▶ **What to do**: Reproduce the passage of the weight-loss diary between "I get so frustrated" and "good start today.", inclusive.

Exercise text below:

- Friday Oct 15, 2004
The candy corns are not at my desk anymore, but they're still in the office to be enjoyed by anyone. I am resisting. It's so hard...Becca, I'm glad to know that I'm not the only one who can shovel those things in my mouth.
I was hoping for a loss today, but I have a 1/2 pound "gain."
Even though life isn't fair, I really don't deserve it. I had company for dinner last night and was sooo good. I made 4 pizzas, salad, jello, Oreo pudding, and served Doritos. Everyone else pigged out. I stuck to salad (with fat free dressing), 2 small pieces of pizza, and my own sugar-free chocolate pudding with no Oreos. I skipped the jello, Doritos, and the chance to eat a bunch of fattening cheese.
But my weight was up. Man! I just can't win sometimes.
I get so frustrated when I watch skinny people shoveling Doritos into their mouths. The Chinese family of 5 that I had for dinner ate an entire bag of them. An entire bag! And they're all thin.
I may be thin, but I work my tail off to stay thin! I've been working out twice a day every day for weeks...yes, I do eat about 1700-1800 calories every day, but I think I deserve that, and frankly, I'm not going to walk around hungry.
Anyway, my race is this weekend, so the next 48 hours are important...I need to feed my body the right kinds of foods. I'm off to a good start today.
- Thursday Oct 14, 2004
The Chinese went crazy over the "dirt pudding." They kept staring at it...wondering if it was ice cream. They couldn't believe that the worms were edible. They ate it up so quickly that I was lucky to lick the spoon at the end. I also made a cake in the shape of a pumpkin (two bundt cakes stuck together with frosting), and I tried saving the "ends" of the cake (you know, the parts stuck on the plate after the whole thing has been cut) and when I wasn't looking, a skinny Chinese lady wandered over to the plate and started eating my ends! I said, "Hey, those are mine!" in a friendly, yet convincing tone. She left the rest of my ends alone and I got to try about 3 bites of the cake. That was enough for me. It was good and sweet!

End of Exercise text.
Data listing below:

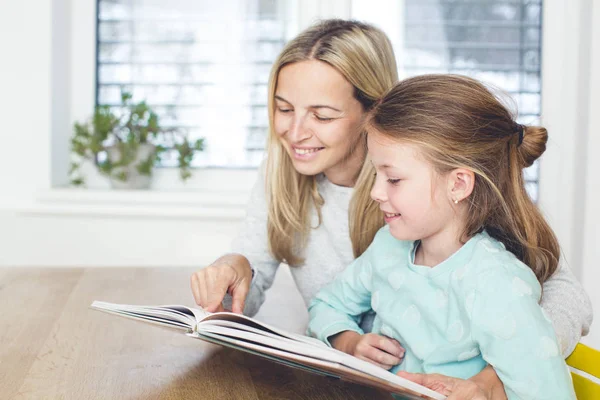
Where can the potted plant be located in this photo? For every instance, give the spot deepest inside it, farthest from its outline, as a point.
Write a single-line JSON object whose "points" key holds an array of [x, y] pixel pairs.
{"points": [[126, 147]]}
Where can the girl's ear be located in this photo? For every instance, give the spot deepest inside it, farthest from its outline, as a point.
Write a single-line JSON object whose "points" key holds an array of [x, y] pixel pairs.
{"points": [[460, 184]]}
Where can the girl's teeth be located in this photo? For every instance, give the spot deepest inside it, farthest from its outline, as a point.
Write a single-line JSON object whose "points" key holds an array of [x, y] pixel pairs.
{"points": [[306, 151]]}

End of Data listing.
Data listing below:

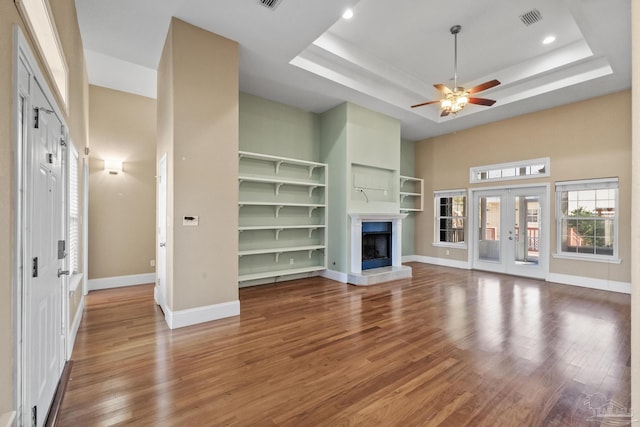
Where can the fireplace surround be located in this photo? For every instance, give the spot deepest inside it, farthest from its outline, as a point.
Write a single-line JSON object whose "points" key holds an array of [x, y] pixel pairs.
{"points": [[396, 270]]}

End of Data listing.
Data listing below:

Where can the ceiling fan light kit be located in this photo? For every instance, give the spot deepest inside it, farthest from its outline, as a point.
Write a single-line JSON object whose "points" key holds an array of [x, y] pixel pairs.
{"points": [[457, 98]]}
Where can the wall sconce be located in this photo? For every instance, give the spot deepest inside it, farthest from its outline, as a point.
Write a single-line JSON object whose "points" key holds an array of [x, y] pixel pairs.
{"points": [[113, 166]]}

End of Data listing.

▶ **Response area**:
I get so frustrated when I watch skinny people shoveling Doritos into their mouths. The Chinese family of 5 that I had for dinner ate an entire bag of them. An entire bag! And they're all thin.
I may be thin, but I work my tail off to stay thin! I've been working out twice a day every day for weeks...yes, I do eat about 1700-1800 calories every day, but I think I deserve that, and frankly, I'm not going to walk around hungry.
Anyway, my race is this weekend, so the next 48 hours are important...I need to feed my body the right kinds of foods. I'm off to a good start today.